Reading text:
How to Dismantle Iran: Not Red Lines but Fault Lines
by Michael Collender
Nov 29, 2013 1:44 PM PT
Tensions between Iran and Israel over nuclear power have put Iran back in the news. America is confronted with the question: how should we deal with Iran?
John McCain has his own advice, which he shared with America during his 2007 campaign to the tune of a Beach Boy’s song: “Bomb! Bomb! Bomb! Bomb! Bomb Iran!” But can American military action against Iran lead to victory? How can America achieve victory with Iran?
Victory. It’s a missing concept in much of contemporary American foreign policy. America has acquired world hegemony, but this puts us in a difficult place militarily, for we must constantly exert ourselves to maintain it. Thus, anyone who would change the international balance of power becomes, in some measure, a threat to our national security. Under this rationale, the continuous global extension of American power is America’s model of victory: the picture that our leaders have in mind that defines whether America is winning or not.
Other nations have their own models of victory, their own pictures of the future they aim to achieve when they enter a conflict. This concept of the model of victory is one of the most important concepts that one must understand in order to understand which opposing force is winning in a conflict. When American leaders don’t understand their opponent’s model of victory, they inevitably make very foolish choices regarding their use of our military assets.
Israel made this sort of mistake in its 2006 Summer War with Hesbollah, when it foolishly used sustained bombardment of Lebanese infrastructure in order to accomplish goals in the cognitive domain of Lebanon’s leadership. Israel’s strategy completely failed, because Israel’s leadership did not accurately grasp Hesbollah’s model of victory. Therefore, it did not see that its bombardment of Lebanon was actually helping to achieve Hesbollah’s model of victory.
For us to understand what to do with Iran, we must understand Iran’s model of victory: what it wants to achieve. This will help us understand a host of issues, including the strategic significance of Iran’s nuclear program. If we do not understand a nation’s model of victory, then it is possible to set ultimatums, which lead to the escalation of foolish, poorly-timed conflicts, like President Obama’s “Red Line” with Syria, which gain America nothing.
So what is Iran’s model of victory? It actually has four: (1) death to America and Israel, (2) the vindication of Shia Islam, (3) the glory days of the Persian Empire, and (4) patriarchy. Once we understand each of these, it will be clearer what actions America should take in the near term and long term with respect to Iran.
1. Death to America and Israel: Iran’s leadership has been chanting this phrase for half a century. See the video below:
This clip makes a case for sanctions. The question of sanctions will be addressed below. But for now, notice that even Iran’s supposedly moderate president Hassan Rouhani militantly affirms the “Death to America and Israel” narrative, which functions as a model of victory for Iran as a body politic.
2. The Vindication of Shia Islam: Iran’s population is 90-95% Shia, representing about 40% of the world's total population of Shia Muslims. The Shia Muslims have a different profession of faith. Unlike other Muslims, they say, "There is no god but Allah, Mohammed is his prophet, and Ali is the Wali of Allah" (“wali” means intimate friend or confidant).
Shia Islam traces its history back to Ali, the fourth caliph, who thought he should have become the successor to Mohammed. Wars were fought against Ali and his successors as they tried to maintain their control over the fledgling religion.

Data extract:
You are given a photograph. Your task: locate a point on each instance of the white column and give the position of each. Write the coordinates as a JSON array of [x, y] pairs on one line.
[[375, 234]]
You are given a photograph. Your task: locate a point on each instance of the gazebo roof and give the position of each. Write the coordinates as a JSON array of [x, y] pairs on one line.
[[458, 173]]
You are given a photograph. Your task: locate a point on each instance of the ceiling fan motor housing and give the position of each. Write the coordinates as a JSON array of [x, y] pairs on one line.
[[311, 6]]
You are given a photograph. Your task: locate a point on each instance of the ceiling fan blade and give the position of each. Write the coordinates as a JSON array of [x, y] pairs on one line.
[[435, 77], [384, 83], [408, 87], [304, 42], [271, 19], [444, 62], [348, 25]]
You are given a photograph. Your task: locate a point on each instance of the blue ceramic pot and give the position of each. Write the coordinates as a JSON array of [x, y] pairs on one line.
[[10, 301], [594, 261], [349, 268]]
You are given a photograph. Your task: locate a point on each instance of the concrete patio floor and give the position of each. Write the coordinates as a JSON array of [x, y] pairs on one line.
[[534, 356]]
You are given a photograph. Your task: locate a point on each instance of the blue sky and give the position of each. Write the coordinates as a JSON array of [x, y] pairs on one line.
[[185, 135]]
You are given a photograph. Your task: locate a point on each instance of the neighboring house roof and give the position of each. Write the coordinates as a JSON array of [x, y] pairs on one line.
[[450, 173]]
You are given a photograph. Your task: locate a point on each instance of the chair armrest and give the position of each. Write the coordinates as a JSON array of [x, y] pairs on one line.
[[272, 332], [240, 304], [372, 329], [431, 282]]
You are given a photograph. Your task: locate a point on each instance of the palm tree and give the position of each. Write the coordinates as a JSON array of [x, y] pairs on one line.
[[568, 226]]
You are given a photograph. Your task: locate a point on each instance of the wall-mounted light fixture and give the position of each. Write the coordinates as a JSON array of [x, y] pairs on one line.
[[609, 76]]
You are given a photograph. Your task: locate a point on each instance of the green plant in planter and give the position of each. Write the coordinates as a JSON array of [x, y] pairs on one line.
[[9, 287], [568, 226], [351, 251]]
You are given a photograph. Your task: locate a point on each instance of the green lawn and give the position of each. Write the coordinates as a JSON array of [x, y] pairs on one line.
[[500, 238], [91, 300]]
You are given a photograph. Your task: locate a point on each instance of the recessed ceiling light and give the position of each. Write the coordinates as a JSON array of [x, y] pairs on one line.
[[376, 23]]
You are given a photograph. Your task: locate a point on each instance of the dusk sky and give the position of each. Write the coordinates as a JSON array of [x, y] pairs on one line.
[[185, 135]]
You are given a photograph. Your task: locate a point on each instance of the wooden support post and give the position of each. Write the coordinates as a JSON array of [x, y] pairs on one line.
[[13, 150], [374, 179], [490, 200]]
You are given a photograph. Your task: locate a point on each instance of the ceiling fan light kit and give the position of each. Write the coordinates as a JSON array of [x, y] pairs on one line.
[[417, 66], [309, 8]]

Short exercise 1:
According to the Iran article, what share of Iran's population is Shia?
Short exercise 2:
Repeat word for word the stretch of the Iran article from "For us to understand" through "respect to Iran.".
The records come from a different source than the Iran article.

Finished answer 1:
Iran's population is 90-95% Shia.

Finished answer 2:
For us to understand what to do with Iran, we must understand Iran’s model of victory: what it wants to achieve. This will help us understand a host of issues, including the strategic significance of Iran’s nuclear program. If we do not understand a nation’s model of victory, then it is possible to set ultimatums, which lead to the escalation of foolish, poorly-timed conflicts, like President Obama’s “Red Line” with Syria, which gain America nothing.
So what is Iran’s model of victory? It actually has four: (1) death to America and Israel, (2) the vindication of Shia Islam, (3) the glory days of the Persian Empire, and (4) patriarchy. Once we understand each of these, it will be clearer what actions America should take in the near term and long term with respect to Iran.